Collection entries
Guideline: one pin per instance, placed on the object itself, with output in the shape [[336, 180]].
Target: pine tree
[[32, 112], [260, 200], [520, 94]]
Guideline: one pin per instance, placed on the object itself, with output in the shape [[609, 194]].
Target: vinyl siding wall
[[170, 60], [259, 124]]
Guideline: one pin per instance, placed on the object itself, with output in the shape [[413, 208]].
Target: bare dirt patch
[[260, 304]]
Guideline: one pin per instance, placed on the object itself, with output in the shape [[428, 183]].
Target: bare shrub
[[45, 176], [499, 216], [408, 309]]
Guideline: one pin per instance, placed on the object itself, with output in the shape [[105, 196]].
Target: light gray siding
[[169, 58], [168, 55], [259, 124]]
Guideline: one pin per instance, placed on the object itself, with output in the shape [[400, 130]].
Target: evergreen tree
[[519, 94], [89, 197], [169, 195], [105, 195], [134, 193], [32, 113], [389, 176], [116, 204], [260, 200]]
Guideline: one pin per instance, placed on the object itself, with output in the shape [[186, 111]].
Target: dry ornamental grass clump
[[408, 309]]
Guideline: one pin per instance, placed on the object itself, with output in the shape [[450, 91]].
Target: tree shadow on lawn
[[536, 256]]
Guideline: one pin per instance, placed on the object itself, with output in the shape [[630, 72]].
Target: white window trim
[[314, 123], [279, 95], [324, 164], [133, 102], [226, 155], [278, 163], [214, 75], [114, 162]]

● YOUR ASSIGNMENT:
Write down all the entries again without a single difference.

● TASK SOLUTION:
Guideline: one pin per instance, placed on the object itself, with output in the shape [[336, 180]].
Target: pine tree
[[32, 112], [260, 200], [520, 94]]
Guideline: one pin per instance, placed on the object itself, with output in the shape [[609, 194]].
Target: vinyl siding wall
[[170, 60], [259, 124]]
Guideline: one pin per instance, placed on the object itself, with output in the shape [[413, 208]].
Target: bare dirt patch
[[260, 304]]
Guideline: one pin per instance, placed on the object itself, with output in the shape [[428, 183]].
Target: bare shrub
[[45, 176], [499, 216], [408, 309]]
Guideline: one pin per instance, placed on the object itself, with output in the shape [[105, 196]].
Target: light gray siding
[[169, 58], [168, 55], [259, 124]]
Guideline: one pin per instance, placed on the object itself, with output in the shape [[400, 130]].
Target: evergreen tree
[[519, 94], [89, 197], [169, 195], [105, 195], [134, 193], [32, 113], [389, 176], [116, 204], [260, 200]]
Guideline: one pin per instance, placed on the object itself, with output in the shape [[186, 111]].
Target: dry ornamental grass clump
[[408, 309]]
Guideline: one pin per instance, placed on the object itself, with output in the shape [[450, 91]].
Target: tree shadow on lawn
[[536, 256]]
Guideline: one pin per instance, placed on the object itself, with output in the shape [[630, 72]].
Target: white window trim
[[314, 123], [279, 95], [324, 164], [133, 102], [226, 155], [278, 163], [214, 75], [114, 162]]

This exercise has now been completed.